### Given problem A
Reproduce the passage about Keighley below, word for word.

### Document extract
The town is recorded in the Domesday Book as Chicehlai - the field belonging to Chyya, an Old English thane vanished into the mists of history - and its name has undergone many changes over the centuries. Despite what a number of radio and TV announcers may think, it is pronounced Keethley - not Keeley or Kayley.
Wool and cotton were the fertilisers for its rapid growth in the late 18th and early 19th Centuries. Two streams, the Worth and the North Beck, turned water wheels which powered looms and, despite Luddite-inspired unrest - driven by now-unfounded fears that powered weaving would put hand-loom weavers out of work - with the arrival of steam power Keighley's mill-owners prospered.
The immigration of Muslims into Keighley began in the middle of the twentieth century, attracted to the abundant number of jobs available in the then thriving textile industry. Today the 10,000 strong Muslim population is predominantly of Pakistani ethnic origin, with Bagladeshis comprising the remaining portion.
The Keighley and Worth Valley Railway, privately owned, staffed largely by volunteers has permission from British Rail to operate from a platform at Keighley Station. It is one of the leading preserved railways in the country.
The fact that Haworth, of Bronte fame lies on the line, meant that Keighley, almost despite itself, has discovered a tourist attraction. The slow, puffing ascent of the Worth Valley, with trains hauled by a number of preserved steam locomotives has proved very attractive, particularly to those for whom a whiff of coal smoke is a return ticket to childhood. It also provides a genuinely public transport service throughout the year, with preserved diesels doing the donkey work.
Keighley, once with a world-wide reputation for textiles and engineering retains a variety of light industries.

### Given problem B
Please return each line of the records that contains the word "black".

### Record excerpts

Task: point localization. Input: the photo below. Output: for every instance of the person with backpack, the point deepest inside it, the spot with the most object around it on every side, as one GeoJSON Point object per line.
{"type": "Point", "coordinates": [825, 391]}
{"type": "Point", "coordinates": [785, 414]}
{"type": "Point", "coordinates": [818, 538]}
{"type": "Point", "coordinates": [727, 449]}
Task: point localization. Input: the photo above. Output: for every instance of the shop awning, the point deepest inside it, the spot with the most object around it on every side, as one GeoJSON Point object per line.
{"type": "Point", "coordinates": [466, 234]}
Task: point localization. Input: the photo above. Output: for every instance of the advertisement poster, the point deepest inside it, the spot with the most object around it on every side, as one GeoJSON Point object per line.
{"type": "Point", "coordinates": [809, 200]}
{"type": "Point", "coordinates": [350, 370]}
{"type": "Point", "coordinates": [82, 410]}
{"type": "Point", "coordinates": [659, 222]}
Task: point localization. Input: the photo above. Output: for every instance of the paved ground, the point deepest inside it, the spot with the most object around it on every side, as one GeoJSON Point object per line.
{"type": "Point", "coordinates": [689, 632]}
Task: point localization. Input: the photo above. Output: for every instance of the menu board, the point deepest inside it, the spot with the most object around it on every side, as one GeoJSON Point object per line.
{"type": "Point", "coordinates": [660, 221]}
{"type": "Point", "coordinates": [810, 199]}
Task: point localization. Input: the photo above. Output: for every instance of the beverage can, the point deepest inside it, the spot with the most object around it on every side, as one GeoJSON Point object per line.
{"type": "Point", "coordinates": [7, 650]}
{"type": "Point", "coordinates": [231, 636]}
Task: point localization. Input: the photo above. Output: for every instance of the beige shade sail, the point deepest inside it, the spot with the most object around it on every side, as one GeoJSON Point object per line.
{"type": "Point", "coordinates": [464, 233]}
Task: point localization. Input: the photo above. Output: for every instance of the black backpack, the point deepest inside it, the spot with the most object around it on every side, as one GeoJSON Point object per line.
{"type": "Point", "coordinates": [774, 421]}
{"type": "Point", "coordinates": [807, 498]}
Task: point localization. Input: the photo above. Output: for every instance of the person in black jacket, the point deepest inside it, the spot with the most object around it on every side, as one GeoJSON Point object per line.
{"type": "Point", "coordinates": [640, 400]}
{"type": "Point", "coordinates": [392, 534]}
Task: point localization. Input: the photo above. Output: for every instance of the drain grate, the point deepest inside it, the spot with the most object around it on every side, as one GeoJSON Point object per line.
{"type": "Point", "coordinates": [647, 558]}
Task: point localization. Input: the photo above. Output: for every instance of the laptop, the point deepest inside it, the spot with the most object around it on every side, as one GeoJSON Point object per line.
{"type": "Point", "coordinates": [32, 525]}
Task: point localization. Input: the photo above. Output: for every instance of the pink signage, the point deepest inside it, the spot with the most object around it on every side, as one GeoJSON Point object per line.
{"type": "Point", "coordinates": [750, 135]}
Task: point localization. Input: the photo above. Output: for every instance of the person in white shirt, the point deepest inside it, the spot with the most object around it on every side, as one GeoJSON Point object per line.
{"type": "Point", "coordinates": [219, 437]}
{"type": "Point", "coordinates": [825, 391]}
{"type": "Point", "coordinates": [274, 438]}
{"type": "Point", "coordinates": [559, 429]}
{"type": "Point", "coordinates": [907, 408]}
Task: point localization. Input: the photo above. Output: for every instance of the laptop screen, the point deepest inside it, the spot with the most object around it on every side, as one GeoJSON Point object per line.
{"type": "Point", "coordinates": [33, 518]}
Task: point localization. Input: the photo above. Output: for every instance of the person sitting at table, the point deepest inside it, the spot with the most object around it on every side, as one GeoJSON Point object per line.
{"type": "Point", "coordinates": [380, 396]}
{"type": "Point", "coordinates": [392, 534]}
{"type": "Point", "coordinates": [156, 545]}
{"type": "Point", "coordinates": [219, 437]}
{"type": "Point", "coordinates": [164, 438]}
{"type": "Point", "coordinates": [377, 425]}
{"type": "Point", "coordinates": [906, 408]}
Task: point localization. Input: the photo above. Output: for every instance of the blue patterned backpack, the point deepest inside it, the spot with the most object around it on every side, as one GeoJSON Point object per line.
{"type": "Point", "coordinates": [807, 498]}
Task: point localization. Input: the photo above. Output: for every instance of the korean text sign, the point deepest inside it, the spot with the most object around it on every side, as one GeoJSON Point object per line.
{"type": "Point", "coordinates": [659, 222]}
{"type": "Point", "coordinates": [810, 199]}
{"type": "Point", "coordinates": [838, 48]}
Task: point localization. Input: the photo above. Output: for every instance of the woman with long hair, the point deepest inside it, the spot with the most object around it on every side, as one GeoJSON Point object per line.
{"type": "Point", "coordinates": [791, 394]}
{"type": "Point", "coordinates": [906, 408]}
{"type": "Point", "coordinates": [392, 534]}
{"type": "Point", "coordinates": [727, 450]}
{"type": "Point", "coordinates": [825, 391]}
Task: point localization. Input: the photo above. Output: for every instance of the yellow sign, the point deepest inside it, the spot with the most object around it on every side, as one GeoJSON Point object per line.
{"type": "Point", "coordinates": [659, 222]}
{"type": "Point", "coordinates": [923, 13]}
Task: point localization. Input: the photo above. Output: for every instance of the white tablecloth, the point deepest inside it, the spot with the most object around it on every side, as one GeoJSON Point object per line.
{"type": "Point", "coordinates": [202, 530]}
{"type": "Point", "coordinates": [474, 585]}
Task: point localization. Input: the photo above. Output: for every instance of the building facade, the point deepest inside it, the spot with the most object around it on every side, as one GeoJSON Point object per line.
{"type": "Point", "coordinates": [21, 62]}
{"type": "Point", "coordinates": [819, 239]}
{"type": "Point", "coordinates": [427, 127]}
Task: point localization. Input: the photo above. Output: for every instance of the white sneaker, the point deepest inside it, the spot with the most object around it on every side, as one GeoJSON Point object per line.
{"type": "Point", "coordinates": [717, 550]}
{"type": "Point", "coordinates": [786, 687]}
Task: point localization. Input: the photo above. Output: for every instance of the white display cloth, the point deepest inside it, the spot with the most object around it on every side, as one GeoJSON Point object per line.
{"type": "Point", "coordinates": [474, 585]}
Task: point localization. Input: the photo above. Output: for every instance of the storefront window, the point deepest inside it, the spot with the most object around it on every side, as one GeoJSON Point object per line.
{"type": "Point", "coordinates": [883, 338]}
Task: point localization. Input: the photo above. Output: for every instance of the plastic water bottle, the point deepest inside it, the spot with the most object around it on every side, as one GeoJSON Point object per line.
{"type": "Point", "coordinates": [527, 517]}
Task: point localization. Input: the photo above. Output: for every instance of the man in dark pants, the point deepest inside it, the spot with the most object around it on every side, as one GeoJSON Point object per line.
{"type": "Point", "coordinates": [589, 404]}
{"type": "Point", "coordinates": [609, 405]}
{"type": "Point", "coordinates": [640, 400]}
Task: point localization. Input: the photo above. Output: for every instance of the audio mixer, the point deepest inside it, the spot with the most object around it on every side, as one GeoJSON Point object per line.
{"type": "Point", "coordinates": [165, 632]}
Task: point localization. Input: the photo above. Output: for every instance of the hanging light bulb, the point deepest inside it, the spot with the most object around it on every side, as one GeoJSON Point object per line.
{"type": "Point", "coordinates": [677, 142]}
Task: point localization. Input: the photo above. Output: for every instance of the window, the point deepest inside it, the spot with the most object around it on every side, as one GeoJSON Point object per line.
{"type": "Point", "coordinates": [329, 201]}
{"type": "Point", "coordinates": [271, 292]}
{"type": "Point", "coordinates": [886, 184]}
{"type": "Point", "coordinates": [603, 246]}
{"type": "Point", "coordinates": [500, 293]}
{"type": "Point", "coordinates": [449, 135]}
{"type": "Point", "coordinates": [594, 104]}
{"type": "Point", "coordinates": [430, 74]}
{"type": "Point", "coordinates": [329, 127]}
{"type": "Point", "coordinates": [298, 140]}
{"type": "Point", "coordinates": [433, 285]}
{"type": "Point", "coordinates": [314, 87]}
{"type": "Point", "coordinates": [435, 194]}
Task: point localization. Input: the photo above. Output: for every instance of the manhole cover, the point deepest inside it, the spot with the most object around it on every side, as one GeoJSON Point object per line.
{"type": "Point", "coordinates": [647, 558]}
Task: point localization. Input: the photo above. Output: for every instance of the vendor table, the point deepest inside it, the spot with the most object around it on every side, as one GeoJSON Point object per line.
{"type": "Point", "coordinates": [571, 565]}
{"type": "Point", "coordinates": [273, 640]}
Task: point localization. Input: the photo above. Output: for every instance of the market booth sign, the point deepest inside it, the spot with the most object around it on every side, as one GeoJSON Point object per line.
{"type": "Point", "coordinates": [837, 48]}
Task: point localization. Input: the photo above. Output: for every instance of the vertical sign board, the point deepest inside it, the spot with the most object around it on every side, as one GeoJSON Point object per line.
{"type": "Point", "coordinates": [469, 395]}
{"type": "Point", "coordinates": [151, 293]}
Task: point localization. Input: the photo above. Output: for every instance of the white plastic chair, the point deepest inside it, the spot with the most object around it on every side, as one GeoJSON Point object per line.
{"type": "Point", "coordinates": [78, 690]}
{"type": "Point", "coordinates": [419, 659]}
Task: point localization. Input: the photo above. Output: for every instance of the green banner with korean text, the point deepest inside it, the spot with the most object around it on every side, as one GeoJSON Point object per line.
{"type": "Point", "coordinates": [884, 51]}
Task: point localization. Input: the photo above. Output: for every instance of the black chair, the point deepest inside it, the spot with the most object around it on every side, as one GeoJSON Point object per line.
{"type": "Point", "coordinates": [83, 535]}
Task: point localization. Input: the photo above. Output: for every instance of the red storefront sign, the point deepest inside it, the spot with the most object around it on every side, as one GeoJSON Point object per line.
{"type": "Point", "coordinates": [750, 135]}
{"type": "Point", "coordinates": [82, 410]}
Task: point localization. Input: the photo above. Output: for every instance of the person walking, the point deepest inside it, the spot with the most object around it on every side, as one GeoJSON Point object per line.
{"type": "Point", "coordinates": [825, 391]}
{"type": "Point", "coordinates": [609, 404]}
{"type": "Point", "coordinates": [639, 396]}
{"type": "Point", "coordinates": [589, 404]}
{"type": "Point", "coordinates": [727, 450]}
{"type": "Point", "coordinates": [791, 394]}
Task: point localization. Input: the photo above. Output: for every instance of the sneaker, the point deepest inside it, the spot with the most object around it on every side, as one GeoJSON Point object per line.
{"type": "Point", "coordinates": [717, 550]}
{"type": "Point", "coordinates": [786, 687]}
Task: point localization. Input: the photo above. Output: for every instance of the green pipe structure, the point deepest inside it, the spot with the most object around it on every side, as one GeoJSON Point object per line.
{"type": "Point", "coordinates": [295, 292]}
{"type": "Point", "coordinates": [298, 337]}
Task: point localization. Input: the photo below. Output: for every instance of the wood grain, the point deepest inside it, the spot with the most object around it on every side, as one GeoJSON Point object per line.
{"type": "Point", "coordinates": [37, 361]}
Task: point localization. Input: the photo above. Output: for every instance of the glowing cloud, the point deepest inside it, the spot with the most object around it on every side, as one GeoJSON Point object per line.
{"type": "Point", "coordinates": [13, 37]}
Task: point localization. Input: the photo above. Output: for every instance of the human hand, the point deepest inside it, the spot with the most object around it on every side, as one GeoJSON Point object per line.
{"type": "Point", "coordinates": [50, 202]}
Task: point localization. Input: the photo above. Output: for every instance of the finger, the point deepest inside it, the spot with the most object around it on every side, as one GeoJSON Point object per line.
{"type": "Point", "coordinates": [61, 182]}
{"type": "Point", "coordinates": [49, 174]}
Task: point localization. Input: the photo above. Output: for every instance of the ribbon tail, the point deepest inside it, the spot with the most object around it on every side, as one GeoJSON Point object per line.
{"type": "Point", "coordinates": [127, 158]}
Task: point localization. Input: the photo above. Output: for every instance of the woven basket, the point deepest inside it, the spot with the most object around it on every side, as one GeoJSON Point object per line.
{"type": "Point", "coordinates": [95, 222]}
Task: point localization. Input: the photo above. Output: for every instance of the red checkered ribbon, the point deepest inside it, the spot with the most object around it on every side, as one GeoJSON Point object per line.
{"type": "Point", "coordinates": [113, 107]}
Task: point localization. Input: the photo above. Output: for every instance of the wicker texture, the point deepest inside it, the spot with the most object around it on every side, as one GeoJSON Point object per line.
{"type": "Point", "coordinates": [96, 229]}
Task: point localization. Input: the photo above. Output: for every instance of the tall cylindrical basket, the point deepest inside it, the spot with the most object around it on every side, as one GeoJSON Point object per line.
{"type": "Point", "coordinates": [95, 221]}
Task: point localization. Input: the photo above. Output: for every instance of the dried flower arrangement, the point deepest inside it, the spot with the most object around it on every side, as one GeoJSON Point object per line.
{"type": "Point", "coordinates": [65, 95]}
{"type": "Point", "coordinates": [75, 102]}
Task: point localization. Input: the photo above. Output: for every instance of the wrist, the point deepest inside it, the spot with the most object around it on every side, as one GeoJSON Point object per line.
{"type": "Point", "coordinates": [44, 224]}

### Output A
The town is recorded in the Domesday Book as Chicehlai - the field belonging to Chyya, an Old English thane vanished into the mists of history - and its name has undergone many changes over the centuries. Despite what a number of radio and TV announcers may think, it is pronounced Keethley - not Keeley or Kayley.
Wool and cotton were the fertilisers for its rapid growth in the late 18th and early 19th Centuries. Two streams, the Worth and the North Beck, turned water wheels which powered looms and, despite Luddite-inspired unrest - driven by now-unfounded fears that powered weaving would put hand-loom weavers out of work - with the arrival of steam power Keighley's mill-owners prospered.
The immigration of Muslims into Keighley began in the middle of the twentieth century, attracted to the abundant number of jobs available in the then thriving textile industry. Today the 10,000 strong Muslim population is predominantly of Pakistani ethnic origin, with Bagladeshis comprising the remaining portion.
The Keighley and Worth Valley Railway, privately owned, staffed largely by volunteers has permission from British Rail to operate from a platform at Keighley Station. It is one of the leading preserved railways in the country.
The fact that Haworth, of Bronte fame lies on the line, meant that Keighley, almost despite itself, has discovered a tourist attraction. The slow, puffing ascent of the Worth Valley, with trains hauled by a number of preserved steam locomotives has proved very attractive, particularly to those for whom a whiff of coal smoke is a return ticket to childhood. It also provides a genuinely public transport service throughout the year, with preserved diesels doing the donkey work.
Keighley, once with a world-wide reputation for textiles and engineering retains a variety of light industries.

### Output B
Task: point localization. Input: the photo above. Output: for every instance of the black backpack, the point deepest inside it, the spot with the most object around it on every side, as one GeoJSON Point object per line.
Task: point localization. Input: the photo above. Output: for every instance of the person in black jacket, the point deepest inside it, the spot with the most object around it on every side, as one GeoJSON Point object per line.
Task: point localization. Input: the photo above. Output: for every instance of the black chair, the point deepest inside it, the spot with the most object around it on every side, as one GeoJSON Point object per line.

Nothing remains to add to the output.